◆ **PROBLEM REQUIREMENTS**:
Transcribe the listing below word for word.

◆ **RECORDS FOR THE TASK**:

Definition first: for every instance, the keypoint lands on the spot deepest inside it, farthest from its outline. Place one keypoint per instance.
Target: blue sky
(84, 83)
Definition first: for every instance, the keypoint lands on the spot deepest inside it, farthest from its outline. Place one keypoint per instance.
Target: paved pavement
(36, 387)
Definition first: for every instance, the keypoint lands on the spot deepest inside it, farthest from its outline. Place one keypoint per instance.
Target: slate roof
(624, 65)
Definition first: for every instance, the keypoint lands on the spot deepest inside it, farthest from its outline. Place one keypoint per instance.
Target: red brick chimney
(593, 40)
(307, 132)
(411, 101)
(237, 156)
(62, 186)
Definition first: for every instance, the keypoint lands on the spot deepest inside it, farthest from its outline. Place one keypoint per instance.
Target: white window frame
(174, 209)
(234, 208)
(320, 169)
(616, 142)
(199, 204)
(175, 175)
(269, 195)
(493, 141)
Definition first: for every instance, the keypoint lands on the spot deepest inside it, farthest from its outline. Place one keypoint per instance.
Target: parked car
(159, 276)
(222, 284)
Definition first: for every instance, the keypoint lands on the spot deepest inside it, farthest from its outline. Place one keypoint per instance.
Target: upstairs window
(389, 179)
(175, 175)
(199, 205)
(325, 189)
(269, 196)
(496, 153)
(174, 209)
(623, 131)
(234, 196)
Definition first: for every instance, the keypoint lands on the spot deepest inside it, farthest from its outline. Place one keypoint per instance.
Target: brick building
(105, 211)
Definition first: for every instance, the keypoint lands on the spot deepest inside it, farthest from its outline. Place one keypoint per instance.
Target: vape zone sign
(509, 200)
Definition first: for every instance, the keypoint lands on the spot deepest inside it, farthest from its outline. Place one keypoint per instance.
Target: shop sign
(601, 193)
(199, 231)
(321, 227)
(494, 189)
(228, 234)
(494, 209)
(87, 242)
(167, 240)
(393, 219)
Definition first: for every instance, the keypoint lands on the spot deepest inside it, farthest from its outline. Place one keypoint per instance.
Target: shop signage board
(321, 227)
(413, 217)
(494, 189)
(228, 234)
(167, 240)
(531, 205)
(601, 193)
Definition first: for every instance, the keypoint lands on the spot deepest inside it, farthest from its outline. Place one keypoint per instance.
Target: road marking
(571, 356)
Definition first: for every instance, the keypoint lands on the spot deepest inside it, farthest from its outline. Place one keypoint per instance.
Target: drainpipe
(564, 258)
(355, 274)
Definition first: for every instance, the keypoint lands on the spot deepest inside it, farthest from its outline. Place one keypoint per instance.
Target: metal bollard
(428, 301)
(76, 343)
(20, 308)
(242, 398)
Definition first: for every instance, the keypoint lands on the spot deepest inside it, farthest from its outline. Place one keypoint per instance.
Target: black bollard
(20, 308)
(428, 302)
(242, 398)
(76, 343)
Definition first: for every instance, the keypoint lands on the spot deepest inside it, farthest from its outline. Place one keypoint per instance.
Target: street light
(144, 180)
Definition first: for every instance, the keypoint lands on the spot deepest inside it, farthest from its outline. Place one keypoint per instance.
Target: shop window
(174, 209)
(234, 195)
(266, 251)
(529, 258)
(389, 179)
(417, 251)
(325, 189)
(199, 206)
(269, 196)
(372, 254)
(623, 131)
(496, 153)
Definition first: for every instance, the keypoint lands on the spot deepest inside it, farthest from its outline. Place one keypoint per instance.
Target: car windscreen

◆ **SOLVED EXERCISE**:
Definition first: for every instance, the keypoint lands on the spot deepest inside it, farthest from its outline. Place one keypoint per instance.
Target: blue sky
(84, 83)
Definition first: for every instance, the keypoint lands on the spot deepest inside it, farthest from its outline. Place one keypoint per instance.
Target: paved pavement
(36, 387)
Definition first: for every instance, the keypoint lands on the spot deepest inside it, farthest from its outline. Place one keypoint per instance.
Target: slate roof
(624, 65)
Definition first: for every instance, the keypoint lands on the spot deepest inside it, farthest from its outline. Place one keypoint per instance.
Target: red brick chimney
(593, 40)
(307, 132)
(411, 101)
(237, 156)
(62, 186)
Definition first: for every instance, the keypoint lands on the spot deepest inside it, farthest from its outline. Place one keypoint per instance.
Target: white window frame
(174, 209)
(234, 208)
(320, 169)
(616, 142)
(199, 204)
(175, 175)
(269, 195)
(493, 141)
Definition first: for every instance, the keypoint lands on the spot deepest inside it, farthest from its outline. Place one keypoint per instance.
Target: parked car
(159, 276)
(222, 284)
Definition first: for every instance, the keypoint lands on the spot deepest inside it, farthest from its outline. Place one keypoint per instance.
Target: upstairs window
(389, 179)
(175, 175)
(199, 205)
(325, 189)
(269, 196)
(496, 153)
(174, 209)
(623, 131)
(234, 196)
Definition first: for every instance, the keypoint lands on the spot deepest inside it, farthest from its outline. Place one keypoint per instance.
Target: brick building
(105, 211)
Definition first: for every instance, the keypoint lands on the spot deepest inside it, farthest from its outline. Place one keypoint per instance.
Target: vape zone sign
(509, 200)
Definition first: for every instance, the keypoint lands on the spot deepest inside it, farthest from its outline. Place one keypoint per instance.
Target: shop sign
(601, 193)
(199, 231)
(321, 227)
(494, 189)
(228, 234)
(494, 209)
(87, 242)
(167, 240)
(393, 219)
Definition first: for every instance, the keypoint lands on the spot deepest inside it, farthest from its outline. Place one keypoint per instance.
Target: shop signage board
(321, 227)
(413, 217)
(494, 189)
(228, 234)
(167, 240)
(531, 205)
(601, 193)
Definition first: for every instance, the keypoint lands on the spot deepest inside it, farthest from its outline. Place one keypoint per instance.
Target: road marking
(571, 356)
Definition first: for every instance, the keypoint lands on the spot deepest inside it, farthest from its outline. Place one keypoint per instance.
Target: drainpipe
(564, 258)
(355, 274)
Definition first: for every instance, the keypoint lands on the spot deepest inside it, farthest from its outline. Place one keypoint per instance.
Target: metal bollard
(428, 301)
(76, 343)
(20, 308)
(242, 398)
Definition first: for every instance, the keypoint lands on the spot deepest inside it, farthest from its outline. Place one keypoint per instance.
Target: black bollard
(20, 308)
(428, 302)
(242, 398)
(76, 343)
Definition first: for every instance, the keypoint lands on the spot deepest inside it, farthest from its outline. Place one keypoint per instance.
Target: street light
(144, 180)
Definition first: for every instance, the keypoint lands on the spot deepest inside it, farthest from its outline. Place one keypoint per instance.
Target: shop window
(174, 209)
(234, 195)
(266, 251)
(529, 258)
(389, 179)
(417, 251)
(325, 189)
(199, 206)
(269, 196)
(372, 254)
(623, 131)
(496, 153)
Definition first: for every instance, the keypoint lands on the spot deepest inside it, farthest from its outline. Place one keypoint per instance.
Target: car windscreen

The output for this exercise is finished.